(AIM OF THE TASK) How many lines of the data contain the word "speech"? Give only that number.

(STUDY MATERIAL)
-*-
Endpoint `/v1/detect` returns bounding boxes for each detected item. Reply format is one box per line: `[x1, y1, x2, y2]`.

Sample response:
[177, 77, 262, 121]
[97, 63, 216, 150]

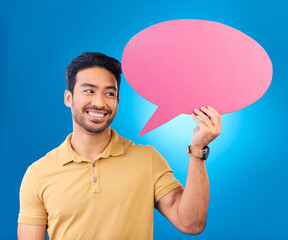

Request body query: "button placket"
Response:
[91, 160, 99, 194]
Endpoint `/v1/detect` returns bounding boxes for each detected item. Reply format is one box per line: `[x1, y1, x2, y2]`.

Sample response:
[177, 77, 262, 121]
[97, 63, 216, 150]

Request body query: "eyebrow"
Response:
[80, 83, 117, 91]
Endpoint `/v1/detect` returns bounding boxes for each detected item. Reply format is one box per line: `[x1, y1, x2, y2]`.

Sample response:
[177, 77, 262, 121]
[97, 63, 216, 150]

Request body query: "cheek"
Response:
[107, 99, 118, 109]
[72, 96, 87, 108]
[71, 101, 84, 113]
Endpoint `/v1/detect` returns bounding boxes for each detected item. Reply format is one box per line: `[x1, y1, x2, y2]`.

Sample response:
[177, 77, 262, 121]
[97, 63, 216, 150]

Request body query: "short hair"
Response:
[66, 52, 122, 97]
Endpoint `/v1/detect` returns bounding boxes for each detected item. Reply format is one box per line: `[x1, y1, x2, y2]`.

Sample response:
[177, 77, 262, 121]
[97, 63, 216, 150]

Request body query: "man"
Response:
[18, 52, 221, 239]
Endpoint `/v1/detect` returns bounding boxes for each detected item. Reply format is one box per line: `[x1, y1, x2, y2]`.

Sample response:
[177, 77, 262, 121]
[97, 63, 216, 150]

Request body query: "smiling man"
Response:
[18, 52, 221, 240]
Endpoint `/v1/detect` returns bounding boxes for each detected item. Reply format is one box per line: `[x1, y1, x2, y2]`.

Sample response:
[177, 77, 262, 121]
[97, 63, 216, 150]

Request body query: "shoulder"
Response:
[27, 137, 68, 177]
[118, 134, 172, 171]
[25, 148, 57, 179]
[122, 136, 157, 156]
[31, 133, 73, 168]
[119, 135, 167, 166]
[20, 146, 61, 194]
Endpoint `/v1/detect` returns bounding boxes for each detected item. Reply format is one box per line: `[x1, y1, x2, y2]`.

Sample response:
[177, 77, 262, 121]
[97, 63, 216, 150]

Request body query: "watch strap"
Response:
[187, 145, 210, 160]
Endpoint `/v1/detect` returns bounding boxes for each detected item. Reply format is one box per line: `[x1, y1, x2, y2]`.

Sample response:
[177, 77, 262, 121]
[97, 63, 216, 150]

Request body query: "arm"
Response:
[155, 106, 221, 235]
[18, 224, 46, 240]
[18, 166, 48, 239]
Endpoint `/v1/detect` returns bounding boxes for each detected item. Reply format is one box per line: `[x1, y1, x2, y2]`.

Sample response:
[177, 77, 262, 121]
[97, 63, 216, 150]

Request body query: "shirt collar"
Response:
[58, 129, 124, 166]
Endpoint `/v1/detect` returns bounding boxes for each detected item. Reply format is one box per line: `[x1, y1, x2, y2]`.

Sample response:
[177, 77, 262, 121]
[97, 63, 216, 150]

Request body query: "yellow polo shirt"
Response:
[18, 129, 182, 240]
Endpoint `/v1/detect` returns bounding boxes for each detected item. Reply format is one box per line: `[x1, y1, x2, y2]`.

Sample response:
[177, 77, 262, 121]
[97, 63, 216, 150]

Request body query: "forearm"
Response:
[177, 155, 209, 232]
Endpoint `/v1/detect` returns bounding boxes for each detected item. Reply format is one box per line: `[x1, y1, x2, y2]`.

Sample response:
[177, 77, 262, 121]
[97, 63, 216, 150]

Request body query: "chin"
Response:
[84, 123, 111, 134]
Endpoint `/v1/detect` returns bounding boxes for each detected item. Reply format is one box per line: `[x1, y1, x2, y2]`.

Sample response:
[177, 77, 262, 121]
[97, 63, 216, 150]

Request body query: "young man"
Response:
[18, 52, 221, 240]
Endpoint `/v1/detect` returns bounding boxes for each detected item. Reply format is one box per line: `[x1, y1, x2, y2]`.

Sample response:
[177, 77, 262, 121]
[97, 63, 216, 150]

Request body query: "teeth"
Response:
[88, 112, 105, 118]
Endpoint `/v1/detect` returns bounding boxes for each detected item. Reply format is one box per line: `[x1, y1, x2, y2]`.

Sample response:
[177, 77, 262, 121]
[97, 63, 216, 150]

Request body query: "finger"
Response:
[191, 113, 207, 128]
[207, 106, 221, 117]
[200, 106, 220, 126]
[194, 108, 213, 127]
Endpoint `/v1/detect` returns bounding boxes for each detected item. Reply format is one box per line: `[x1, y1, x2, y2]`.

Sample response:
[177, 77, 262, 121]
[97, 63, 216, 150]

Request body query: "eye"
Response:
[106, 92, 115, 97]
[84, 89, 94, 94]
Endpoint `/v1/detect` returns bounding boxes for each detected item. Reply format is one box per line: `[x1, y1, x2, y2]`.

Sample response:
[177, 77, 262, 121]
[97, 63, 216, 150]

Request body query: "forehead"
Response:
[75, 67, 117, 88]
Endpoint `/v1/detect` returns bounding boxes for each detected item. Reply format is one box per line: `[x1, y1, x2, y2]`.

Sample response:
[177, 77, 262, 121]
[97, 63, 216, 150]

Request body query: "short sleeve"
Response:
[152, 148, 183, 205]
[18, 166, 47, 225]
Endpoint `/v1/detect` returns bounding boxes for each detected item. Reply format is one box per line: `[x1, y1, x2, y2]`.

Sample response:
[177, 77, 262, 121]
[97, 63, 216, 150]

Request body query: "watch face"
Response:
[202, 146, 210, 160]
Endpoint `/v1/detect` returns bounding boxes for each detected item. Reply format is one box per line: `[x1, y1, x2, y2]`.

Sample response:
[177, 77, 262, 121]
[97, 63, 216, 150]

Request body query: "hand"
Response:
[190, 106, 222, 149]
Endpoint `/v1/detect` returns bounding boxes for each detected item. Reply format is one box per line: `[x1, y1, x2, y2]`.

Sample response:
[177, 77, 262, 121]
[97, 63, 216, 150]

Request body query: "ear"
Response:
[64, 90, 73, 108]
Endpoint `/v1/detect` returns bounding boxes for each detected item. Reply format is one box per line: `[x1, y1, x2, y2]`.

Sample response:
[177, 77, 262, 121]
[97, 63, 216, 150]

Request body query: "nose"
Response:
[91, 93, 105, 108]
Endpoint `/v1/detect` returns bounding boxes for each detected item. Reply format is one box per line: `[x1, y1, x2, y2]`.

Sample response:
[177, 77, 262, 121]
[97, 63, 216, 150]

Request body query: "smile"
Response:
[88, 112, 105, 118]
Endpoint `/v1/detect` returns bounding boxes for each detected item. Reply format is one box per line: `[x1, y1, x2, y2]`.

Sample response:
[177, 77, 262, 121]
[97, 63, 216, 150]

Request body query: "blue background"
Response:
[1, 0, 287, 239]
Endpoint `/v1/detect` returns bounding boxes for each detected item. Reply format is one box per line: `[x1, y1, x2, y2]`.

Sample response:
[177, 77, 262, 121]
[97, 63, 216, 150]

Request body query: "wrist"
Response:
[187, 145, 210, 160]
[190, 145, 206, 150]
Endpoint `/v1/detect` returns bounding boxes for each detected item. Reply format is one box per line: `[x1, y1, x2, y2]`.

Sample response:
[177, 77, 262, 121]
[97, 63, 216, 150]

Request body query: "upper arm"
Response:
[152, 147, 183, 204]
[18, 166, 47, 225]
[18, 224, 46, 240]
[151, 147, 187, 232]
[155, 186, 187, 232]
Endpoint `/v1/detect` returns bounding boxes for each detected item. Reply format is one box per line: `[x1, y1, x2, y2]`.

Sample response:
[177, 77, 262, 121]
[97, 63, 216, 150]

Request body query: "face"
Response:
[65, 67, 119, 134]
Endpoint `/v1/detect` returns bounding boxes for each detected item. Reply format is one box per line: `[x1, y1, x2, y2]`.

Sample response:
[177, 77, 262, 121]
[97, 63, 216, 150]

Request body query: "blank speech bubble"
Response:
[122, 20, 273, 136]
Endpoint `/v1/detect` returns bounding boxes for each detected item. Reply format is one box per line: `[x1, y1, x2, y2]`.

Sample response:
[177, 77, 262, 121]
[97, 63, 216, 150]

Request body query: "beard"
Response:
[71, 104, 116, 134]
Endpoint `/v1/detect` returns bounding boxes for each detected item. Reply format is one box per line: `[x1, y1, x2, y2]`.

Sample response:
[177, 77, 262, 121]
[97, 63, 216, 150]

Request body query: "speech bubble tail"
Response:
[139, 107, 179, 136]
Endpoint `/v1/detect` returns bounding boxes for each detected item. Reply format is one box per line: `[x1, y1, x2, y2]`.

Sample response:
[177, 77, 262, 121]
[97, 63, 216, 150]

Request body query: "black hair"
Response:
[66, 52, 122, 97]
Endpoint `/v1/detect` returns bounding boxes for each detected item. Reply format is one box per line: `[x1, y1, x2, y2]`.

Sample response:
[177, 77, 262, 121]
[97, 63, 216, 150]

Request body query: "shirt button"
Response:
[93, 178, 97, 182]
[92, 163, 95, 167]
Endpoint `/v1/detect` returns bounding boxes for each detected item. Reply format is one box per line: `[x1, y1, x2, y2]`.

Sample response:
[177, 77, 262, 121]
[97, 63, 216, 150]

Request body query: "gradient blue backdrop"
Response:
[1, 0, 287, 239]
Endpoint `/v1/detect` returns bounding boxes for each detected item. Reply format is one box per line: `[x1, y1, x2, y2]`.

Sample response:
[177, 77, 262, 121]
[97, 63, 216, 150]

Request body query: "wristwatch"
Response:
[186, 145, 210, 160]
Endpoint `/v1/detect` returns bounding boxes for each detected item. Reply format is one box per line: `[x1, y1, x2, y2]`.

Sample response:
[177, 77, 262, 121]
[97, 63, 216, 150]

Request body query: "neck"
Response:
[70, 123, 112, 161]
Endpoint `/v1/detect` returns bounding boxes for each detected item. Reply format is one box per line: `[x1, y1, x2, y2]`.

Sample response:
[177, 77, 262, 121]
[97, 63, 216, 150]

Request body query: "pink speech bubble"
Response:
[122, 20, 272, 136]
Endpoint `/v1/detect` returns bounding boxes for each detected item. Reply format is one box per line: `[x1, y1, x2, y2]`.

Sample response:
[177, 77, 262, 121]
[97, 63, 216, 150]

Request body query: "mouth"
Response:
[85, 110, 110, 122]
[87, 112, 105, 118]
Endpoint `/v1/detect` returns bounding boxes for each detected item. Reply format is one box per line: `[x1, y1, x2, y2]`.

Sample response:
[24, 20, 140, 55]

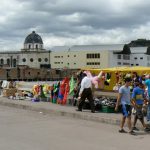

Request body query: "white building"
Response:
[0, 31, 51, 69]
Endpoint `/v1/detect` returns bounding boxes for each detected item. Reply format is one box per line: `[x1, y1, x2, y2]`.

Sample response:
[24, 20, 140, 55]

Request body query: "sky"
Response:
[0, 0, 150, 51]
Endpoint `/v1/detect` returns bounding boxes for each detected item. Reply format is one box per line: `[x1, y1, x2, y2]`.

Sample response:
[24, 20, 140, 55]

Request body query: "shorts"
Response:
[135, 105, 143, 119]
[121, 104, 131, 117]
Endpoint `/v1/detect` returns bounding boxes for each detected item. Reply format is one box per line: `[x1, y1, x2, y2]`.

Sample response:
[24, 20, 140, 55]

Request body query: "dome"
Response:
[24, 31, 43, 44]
-*-
(SOLUTION TO THE PROBLEM) 3